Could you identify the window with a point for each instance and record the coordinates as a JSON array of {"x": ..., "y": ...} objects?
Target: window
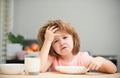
[{"x": 6, "y": 24}]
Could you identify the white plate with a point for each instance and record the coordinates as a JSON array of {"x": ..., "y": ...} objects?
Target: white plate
[{"x": 72, "y": 69}]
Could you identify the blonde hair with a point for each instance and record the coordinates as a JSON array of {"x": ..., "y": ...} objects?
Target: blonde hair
[{"x": 64, "y": 26}]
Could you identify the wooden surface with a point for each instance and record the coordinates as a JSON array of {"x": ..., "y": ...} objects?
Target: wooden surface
[{"x": 60, "y": 75}]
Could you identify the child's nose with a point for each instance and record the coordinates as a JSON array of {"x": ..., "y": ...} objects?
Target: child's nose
[{"x": 61, "y": 42}]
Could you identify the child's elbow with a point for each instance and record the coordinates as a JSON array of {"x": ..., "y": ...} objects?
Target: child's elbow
[{"x": 112, "y": 71}]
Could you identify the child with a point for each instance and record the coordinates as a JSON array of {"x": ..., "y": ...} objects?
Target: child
[{"x": 60, "y": 46}]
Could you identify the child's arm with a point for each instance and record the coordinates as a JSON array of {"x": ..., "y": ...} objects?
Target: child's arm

= = = = = = =

▸ WHAT YOU WILL DO: Recast the data above as a JSON list of strings, one string per line, with blank lines left out. Omit the pictures.

▸ RESPONSE TO THE EXERCISE:
[
  "Could you identify the window with a point for each instance and record the coordinates as a JSON array of {\"x\": ..., \"y\": ...} objects?",
  "Target: window",
  "[{\"x\": 6, \"y\": 24}]",
  "Could you identify the white plate with a point for each instance and record the coordinates as a JSON array of {\"x\": ..., \"y\": ...} objects?",
  "Target: white plate",
  "[{\"x\": 72, \"y\": 69}]",
  "Could you identify the blonde hair with a point for each instance and record the coordinates as a JSON array of {\"x\": ..., \"y\": ...} objects?",
  "Target: blonde hair",
  "[{\"x\": 64, \"y\": 26}]",
  "Could you identify the wooden surface with a point for each instance and record the coordinates as a JSON array of {\"x\": ..., \"y\": ...} objects?",
  "Target: wooden surface",
  "[{\"x\": 60, \"y\": 75}]",
  "Could you identify the child's nose with a point for each instance and record the coordinates as a JSON array of {\"x\": ..., \"y\": ...} objects?",
  "Target: child's nose",
  "[{\"x\": 61, \"y\": 42}]",
  "Could you identify the child's elbow with a point for each instance and record the coordinates as a JSON array of {\"x\": ..., \"y\": ...} objects?",
  "Target: child's elbow",
  "[{\"x\": 112, \"y\": 71}]",
  "Could you identify the child with a point for each instance and record the coordinates as a JSON array of {\"x\": ..., \"y\": ...} objects?",
  "Target: child",
  "[{\"x\": 60, \"y\": 46}]",
  "Could you identify the child's arm with a point for each instance and record the coordinates as a JSON array of {\"x\": ..., \"y\": ...} objects?",
  "Target: child's arm"
]